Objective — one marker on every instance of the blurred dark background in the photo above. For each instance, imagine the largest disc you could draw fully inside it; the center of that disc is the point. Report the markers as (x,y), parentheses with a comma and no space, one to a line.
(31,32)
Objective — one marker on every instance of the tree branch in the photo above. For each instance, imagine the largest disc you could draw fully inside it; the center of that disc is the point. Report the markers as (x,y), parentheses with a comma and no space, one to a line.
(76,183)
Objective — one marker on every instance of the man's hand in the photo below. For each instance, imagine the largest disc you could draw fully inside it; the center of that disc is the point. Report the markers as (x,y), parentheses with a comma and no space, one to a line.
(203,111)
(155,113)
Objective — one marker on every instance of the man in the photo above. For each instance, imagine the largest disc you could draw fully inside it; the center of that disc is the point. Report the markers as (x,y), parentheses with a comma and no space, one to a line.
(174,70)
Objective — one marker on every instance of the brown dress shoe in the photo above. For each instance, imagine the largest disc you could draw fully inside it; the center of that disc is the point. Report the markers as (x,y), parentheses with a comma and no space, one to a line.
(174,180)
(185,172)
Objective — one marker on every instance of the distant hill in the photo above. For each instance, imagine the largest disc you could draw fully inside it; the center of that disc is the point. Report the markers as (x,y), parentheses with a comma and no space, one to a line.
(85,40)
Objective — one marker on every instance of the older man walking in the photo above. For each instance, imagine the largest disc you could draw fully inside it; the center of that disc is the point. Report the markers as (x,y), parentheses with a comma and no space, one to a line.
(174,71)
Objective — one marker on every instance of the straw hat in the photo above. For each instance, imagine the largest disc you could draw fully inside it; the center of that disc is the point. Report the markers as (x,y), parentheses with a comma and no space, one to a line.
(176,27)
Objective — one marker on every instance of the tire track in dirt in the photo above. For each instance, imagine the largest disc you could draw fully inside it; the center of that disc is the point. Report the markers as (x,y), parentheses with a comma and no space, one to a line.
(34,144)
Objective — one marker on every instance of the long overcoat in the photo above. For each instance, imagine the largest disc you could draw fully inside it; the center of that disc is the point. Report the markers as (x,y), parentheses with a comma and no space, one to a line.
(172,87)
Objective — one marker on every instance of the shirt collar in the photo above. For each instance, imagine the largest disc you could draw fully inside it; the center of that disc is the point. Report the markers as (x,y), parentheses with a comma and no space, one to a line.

CONSIGNE
Pouvez-vous présenter toutes les données ci-dessus sous forme de tableau Markdown à deux colonnes, « N° » pour le numéro de ligne et « Ligne » pour son texte, sans les lignes vides ?

CORRIGÉ
| N° | Ligne |
|---|---|
| 1 | Objective — one marker on every instance of the blurred dark background in the photo above. For each instance, imagine the largest disc you could draw fully inside it; the center of that disc is the point. Report the markers as (x,y), parentheses with a comma and no space, one to a line. |
| 2 | (31,32) |
| 3 | Objective — one marker on every instance of the tree branch in the photo above. For each instance, imagine the largest disc you could draw fully inside it; the center of that disc is the point. Report the markers as (x,y), parentheses with a comma and no space, one to a line. |
| 4 | (76,183) |
| 5 | Objective — one marker on every instance of the man's hand in the photo below. For each instance, imagine the largest disc you could draw fully inside it; the center of that disc is the point. Report the markers as (x,y), parentheses with a comma and no space, one to a line. |
| 6 | (203,111) |
| 7 | (155,113) |
| 8 | Objective — one marker on every instance of the man in the photo above. For each instance, imagine the largest disc you could draw fully inside it; the center of that disc is the point. Report the markers as (x,y), parentheses with a comma and no space, one to a line. |
| 9 | (174,70) |
| 10 | Objective — one marker on every instance of the brown dress shoe in the photo above. For each instance, imagine the largest disc you could draw fully inside it; the center of that disc is the point. Report the markers as (x,y), parentheses with a comma and no space, one to a line. |
| 11 | (174,180) |
| 12 | (185,172) |
| 13 | Objective — one marker on every instance of the distant hill in the photo above. For each instance, imagine the largest disc you could draw fully inside it; the center of that disc is the point. Report the markers as (x,y), parentheses with a comma and no space, one to a line. |
| 14 | (85,40) |
| 15 | Objective — one marker on every instance of the older man walking in the photo above. For each instance, imagine the largest disc you could draw fully inside it; the center of that disc is the point. Report the markers as (x,y), parentheses with a comma and no space, one to a line. |
| 16 | (174,71) |
| 17 | Objective — one marker on every instance of the straw hat in the photo above. For each instance, imagine the largest disc you could draw fully inside it; the center of that disc is the point. Report the markers as (x,y), parentheses with a comma and no space, one to a line. |
| 18 | (176,27) |
| 19 | Objective — one marker on every instance of the tire track in dirt in the photo above. For each instance, imagine the largest disc you could draw fully inside it; the center of that disc is the point. Report the markers as (x,y), parentheses with a comma and no space, one to a line. |
| 20 | (34,144) |
| 21 | Objective — one marker on every instance of the long overcoat in the photo above. For each instance, imagine the largest disc you could draw fully inside it; the center of that disc is the point. Report the markers as (x,y), parentheses with a comma and no space, one to a line. |
| 22 | (172,87) |
| 23 | Objective — one marker on every instance of the shirt collar in the photo above. For each instance, imagine the largest disc you could draw fully inside it; the center of that disc is the point. Report the markers as (x,y), parentheses with a comma and no space, one to a line. |